Records

★ ★ ★ ★ ★ ★ ★

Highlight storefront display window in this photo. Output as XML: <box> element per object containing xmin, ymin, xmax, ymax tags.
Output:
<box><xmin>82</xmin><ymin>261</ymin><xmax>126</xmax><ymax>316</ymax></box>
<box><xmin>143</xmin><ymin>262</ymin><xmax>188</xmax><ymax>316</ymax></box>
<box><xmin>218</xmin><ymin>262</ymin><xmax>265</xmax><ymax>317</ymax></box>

★ ★ ★ ★ ★ ★ ★

__Short task__. Can you rewrite the records above as a two-column CSV with the headers "prompt" and "target", one row per record? Put each record's text and its answer in separate quoted fields, replacing any line breaks with spaces.

__Task output__.
prompt,target
"Highlight storefront display window in this photo. Output as XML: <box> element per object containing xmin, ymin, xmax, ymax tags. Output:","<box><xmin>82</xmin><ymin>261</ymin><xmax>126</xmax><ymax>316</ymax></box> <box><xmin>143</xmin><ymin>262</ymin><xmax>188</xmax><ymax>316</ymax></box> <box><xmin>218</xmin><ymin>262</ymin><xmax>265</xmax><ymax>317</ymax></box>"